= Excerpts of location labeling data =
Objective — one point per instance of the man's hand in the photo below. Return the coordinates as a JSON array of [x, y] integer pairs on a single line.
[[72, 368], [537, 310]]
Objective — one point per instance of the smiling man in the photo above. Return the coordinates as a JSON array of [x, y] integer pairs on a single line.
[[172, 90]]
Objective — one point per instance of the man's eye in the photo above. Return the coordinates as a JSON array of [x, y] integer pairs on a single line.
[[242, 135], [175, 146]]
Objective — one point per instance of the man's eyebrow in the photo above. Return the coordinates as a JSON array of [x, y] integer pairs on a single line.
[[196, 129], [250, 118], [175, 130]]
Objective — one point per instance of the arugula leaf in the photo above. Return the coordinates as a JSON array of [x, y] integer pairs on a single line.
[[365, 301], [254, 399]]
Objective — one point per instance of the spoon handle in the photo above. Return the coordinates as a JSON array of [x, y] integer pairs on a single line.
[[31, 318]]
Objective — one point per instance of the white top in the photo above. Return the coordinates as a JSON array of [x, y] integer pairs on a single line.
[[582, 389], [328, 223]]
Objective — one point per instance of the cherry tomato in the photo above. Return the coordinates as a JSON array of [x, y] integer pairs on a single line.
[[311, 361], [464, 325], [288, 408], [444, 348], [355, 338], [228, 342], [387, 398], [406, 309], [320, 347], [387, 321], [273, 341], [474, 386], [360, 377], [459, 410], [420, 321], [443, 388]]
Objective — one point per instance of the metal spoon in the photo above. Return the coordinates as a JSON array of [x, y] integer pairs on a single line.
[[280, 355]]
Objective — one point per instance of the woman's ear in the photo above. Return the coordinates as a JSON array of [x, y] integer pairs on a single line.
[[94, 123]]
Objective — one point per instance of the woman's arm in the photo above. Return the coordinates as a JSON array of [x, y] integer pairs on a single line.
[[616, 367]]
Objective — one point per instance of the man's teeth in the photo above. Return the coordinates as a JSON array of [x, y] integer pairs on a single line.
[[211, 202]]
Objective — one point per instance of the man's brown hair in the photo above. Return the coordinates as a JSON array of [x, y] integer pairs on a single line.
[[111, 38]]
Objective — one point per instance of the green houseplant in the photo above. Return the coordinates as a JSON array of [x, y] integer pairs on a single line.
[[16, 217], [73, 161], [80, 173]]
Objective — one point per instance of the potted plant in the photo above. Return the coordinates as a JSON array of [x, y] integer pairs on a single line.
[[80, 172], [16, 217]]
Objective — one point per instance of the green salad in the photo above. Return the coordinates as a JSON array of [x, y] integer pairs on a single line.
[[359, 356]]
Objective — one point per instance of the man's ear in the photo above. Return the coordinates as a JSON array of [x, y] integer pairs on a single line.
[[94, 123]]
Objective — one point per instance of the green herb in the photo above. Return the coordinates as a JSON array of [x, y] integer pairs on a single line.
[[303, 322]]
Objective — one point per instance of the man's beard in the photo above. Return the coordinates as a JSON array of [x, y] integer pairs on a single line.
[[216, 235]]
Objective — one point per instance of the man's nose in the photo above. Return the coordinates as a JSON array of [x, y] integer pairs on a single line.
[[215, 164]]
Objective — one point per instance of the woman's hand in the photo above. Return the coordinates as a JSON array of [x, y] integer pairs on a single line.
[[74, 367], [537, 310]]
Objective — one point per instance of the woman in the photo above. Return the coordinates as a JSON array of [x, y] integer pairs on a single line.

= Exercise directions =
Convert the data above into a Markdown table with the columns "No." and "Line", giving each nonblank line its own numbered row.

= Exercise solution =
| No. | Line |
|---|---|
| 1 | Objective — one point per instance of the man's hand in the photo below. Return the coordinates as a JSON array of [x, y] integer pairs on a single line. |
| 2 | [[72, 368], [537, 310]] |
| 3 | Objective — one point per instance of the smiling man in the photo above. Return the coordinates as a JSON array of [x, y] integer pairs on a single line. |
| 4 | [[172, 90]] |
| 5 | Objective — one point per instance of the man's eye in the photo above. Return the coordinates as a JSON array of [x, y] integer pairs on a single line. |
| 6 | [[242, 135], [175, 146]] |
| 7 | Objective — one point per instance of the man's eyebrow in the photo above. Return the coordinates as a JSON array of [x, y] integer pairs on a single line. |
| 8 | [[196, 129], [250, 118], [175, 130]] |
| 9 | Objective — one point per instance of the arugula leaf in the photo above. Return the coordinates as a JSON array of [x, y] integer pairs on a single line. |
| 10 | [[365, 301], [254, 399]] |
| 11 | Objective — one point per instance of the spoon handle in the photo above. Return the coordinates as a JSON array of [x, y] integer pairs on a single line. |
| 12 | [[31, 318]] |
| 13 | Objective — one point per instance of the white top in the photo above. Return the coordinates as a JSON array of [x, y] integer pairs on a single line. |
| 14 | [[582, 389], [328, 223]] |
| 15 | Objective — one point per instance of the cherry tomato in the photo above. Return the coordinates as a JSON array of [x, y] integer pairs on a single line. |
| 16 | [[311, 361], [464, 325], [288, 408], [444, 348], [355, 338], [228, 342], [387, 398], [406, 309], [320, 347], [387, 321], [273, 341], [474, 386], [360, 377], [459, 410], [420, 321], [443, 388]] |
| 17 | Objective — one point per instance of the metal spoon in the photo above. Return the coordinates as a JSON array of [x, y] integer pairs on a single line. |
| 18 | [[280, 355]] |
| 19 | Objective — one point per instance of the woman's ear in the photo above. Return the coordinates as a JSON array of [x, y] integer pairs on a single line. |
| 20 | [[94, 123]] |
| 21 | Objective — one point per instance of the woman's arm in the photo above. Return the coordinates as a JSON array of [x, y] integer pairs on a single line. |
| 22 | [[616, 367]] |
| 23 | Objective — one point per instance of the man's teeth in the photo above. Return the coordinates as a JSON array of [x, y] integer pairs on a single line. |
| 24 | [[211, 202]] |
| 25 | Objective — one point per instance of the man's brown hair in the photo above. Return the coordinates as a JSON array of [x, y] integer pairs on a single line. |
| 26 | [[111, 38]] |
| 27 | Objective — one point per instance of the green houseplant in the photo above. Return the coordinates as a JSON array of [x, y] integer pairs on a single line. |
| 28 | [[16, 217], [73, 161], [80, 173]] |
| 29 | Objective — one point per instance of the potted plant in the photo above. Return the coordinates as a JSON array of [x, y] integer pairs on a single line. |
| 30 | [[80, 172], [16, 217]] |
| 31 | Objective — one point per instance of the green salad in the photo above. Return the coordinates as a JSON array of [x, y] integer pairs on a single line. |
| 32 | [[359, 356]] |
| 33 | Objective — one point per instance of the man's ear in the photo above. Return the coordinates as a JSON array of [x, y] integer pairs on a single line. |
| 34 | [[94, 123]] |
| 35 | Objective — one point per instance of the green herb in the photo above. Return the coordinates as a JSON array of [x, y] integer pairs on a single line. |
| 36 | [[303, 322]] |
| 37 | Objective — one point per instance of the man's beard in the photo above. Return the coordinates as a JSON array of [x, y] integer pairs on a single line. |
| 38 | [[216, 235]] |
| 39 | Objective — one point per instance of the man's nose in the photo above. Return the coordinates as a JSON array of [x, y] integer pairs on a single line. |
| 40 | [[215, 164]] |
| 41 | Objective — one point per instance of the woman's hand in the photo above. Return the coordinates as a JSON array of [x, y] integer pairs on a single line. |
| 42 | [[74, 367], [537, 310]] |
| 43 | Objective — one point per instance of the woman in the photo above. Return the coordinates as a JSON array of [x, y] integer pairs on a single line. |